■ Problem statement
Reproduce verbatim the stretch of lines below, from the first line through the line containing "<point>30,603</point>", including both ends.

■ Rows

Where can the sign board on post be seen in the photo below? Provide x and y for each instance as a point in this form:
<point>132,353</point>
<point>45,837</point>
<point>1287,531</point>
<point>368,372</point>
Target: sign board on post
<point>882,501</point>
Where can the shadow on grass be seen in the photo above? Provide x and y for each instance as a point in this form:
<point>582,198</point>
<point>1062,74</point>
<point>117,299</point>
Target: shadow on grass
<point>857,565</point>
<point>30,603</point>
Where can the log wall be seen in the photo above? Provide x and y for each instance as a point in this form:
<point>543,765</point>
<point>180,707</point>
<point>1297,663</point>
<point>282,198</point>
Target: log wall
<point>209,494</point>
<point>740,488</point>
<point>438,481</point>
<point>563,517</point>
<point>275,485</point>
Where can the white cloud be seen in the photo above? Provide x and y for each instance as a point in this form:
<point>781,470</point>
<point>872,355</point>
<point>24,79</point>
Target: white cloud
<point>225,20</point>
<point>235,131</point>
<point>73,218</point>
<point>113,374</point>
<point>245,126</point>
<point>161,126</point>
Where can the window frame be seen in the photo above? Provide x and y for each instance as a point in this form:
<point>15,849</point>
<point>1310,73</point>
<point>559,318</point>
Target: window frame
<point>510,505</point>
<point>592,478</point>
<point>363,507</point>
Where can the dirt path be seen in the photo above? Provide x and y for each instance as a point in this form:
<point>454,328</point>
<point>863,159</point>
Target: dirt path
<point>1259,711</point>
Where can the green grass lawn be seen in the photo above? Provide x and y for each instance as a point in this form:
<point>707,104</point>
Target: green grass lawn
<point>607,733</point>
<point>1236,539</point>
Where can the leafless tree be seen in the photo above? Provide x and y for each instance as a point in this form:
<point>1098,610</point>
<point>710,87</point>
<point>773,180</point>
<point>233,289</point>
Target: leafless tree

■ Output for this task
Where can the sign board on post be seen in the photo below? Provide x and y for each instance as a point in this form:
<point>132,353</point>
<point>45,837</point>
<point>1287,531</point>
<point>368,372</point>
Target: sign board on post
<point>882,501</point>
Where can the shadow on grass be seen in the photo above? Provide x and y for each instance as a point in this form:
<point>582,198</point>
<point>1062,74</point>
<point>117,299</point>
Target: shadow on grass
<point>857,565</point>
<point>30,603</point>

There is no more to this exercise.